*Selected text*.
■ ■ ■ ■ ■ ■ ■
I am delighted to welcome back Robert Stephen Parry to On the Tudor Trail, to chat with us about his latest publication: ‘Elizabeth – The Virgin Queen and the Men who Loved Her.’
Over to you Robert!
Thank you Natalie for inviting me to your webpage today and for allowing me the opportunity to say a few words about my most recent publication: ‘Elizabeth – The Virgin Queen and the Men who Loved Her.’
There have been so many books, novels and articles written on the remarkable life of Elizabeth Tudor, as princess and as queen that indulging in the pleasure of researching and writing yet another was always going to be a challenge. How could anything new be added? What more could possibly be said? The solution was not to write a bigger book than anyone had ever done before but to write a smaller one!
At just 132 pages, it is in fact a novel in disguise, masquerading as a work of non-fiction and authored by a gentleman who attended a series of lectures on the subject of Elizabeth I at a mysterious country retreat at some unspecified time in the recent past. He recounts his experiences over a weekend in an old half-ruined Elizabethan house, and presents us with a series of biographical sketches delivered by a professor from the university of Louvain, a certain Dr Dejon. These describe the relationship between Elizabeth and each of the most important men in her life – beginning with her father, Henry VIII, followed by Thomas Seymour, then Robert Dudley, John Dee, Francois Duke of Alencon, Christopher Hatton, Walter Raleigh, William Cecil and finally Robert Devereux, Earl of Essex.
■ ■ ■ ■ ■ ■ ■
*Record extracts*.
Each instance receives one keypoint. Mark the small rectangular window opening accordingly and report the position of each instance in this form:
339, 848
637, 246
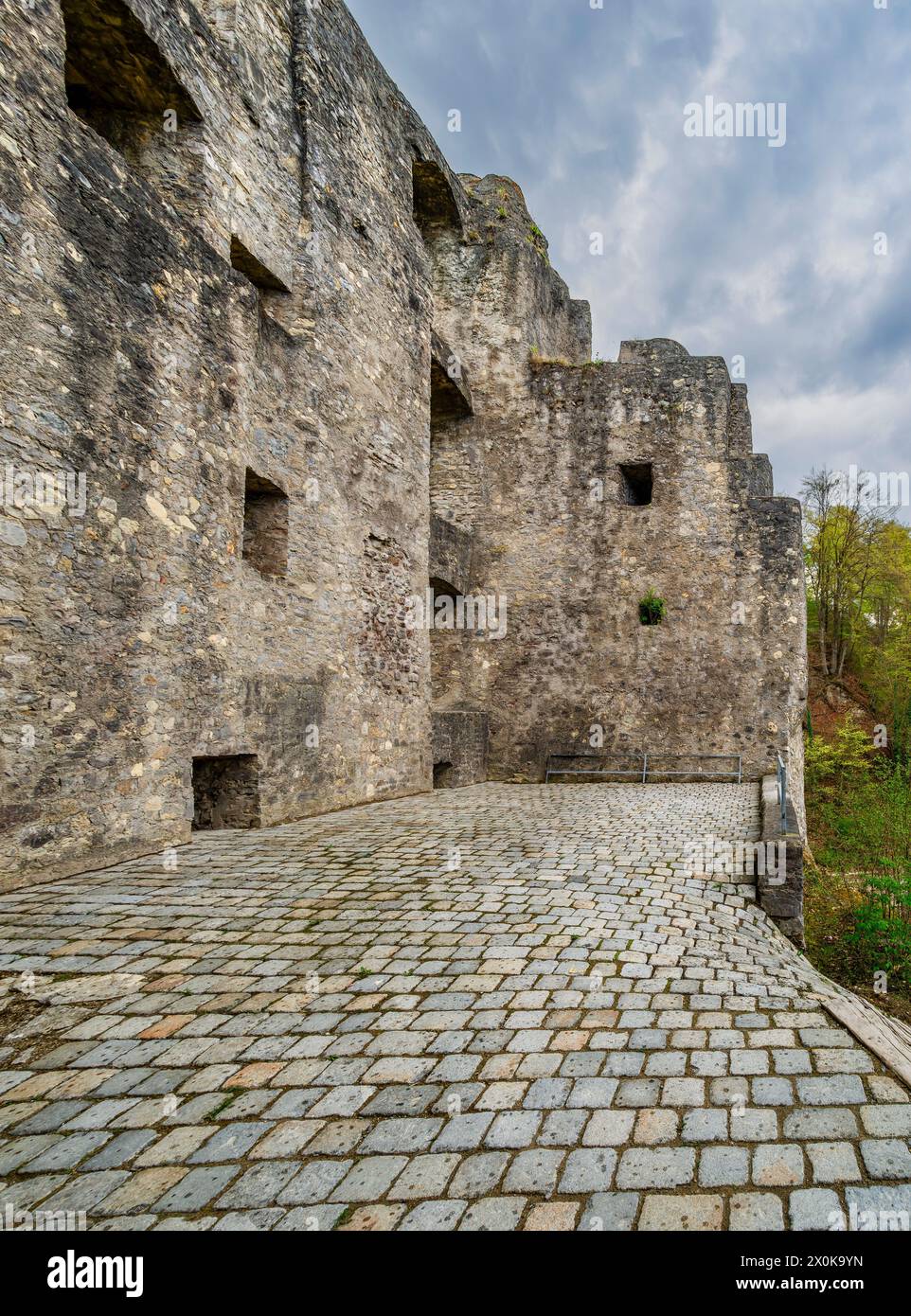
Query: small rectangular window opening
636, 483
265, 525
■ ■ ■ ■ ■ ■ ■
*Problem 1*. Please write out the Elizabeth passage, from "Thank you Natalie" down to "a smaller one!".
*Problem 2*. According to the Elizabeth passage, how many pages long is the book?

*Full solution 1*.
Thank you Natalie for inviting me to your webpage today and for allowing me the opportunity to say a few words about my most recent publication: ‘Elizabeth – The Virgin Queen and the Men who Loved Her.’
There have been so many books, novels and articles written on the remarkable life of Elizabeth Tudor, as princess and as queen that indulging in the pleasure of researching and writing yet another was always going to be a challenge. How could anything new be added? What more could possibly be said? The solution was not to write a bigger book than anyone had ever done before but to write a smaller one!

*Full solution 2*. 132 pages.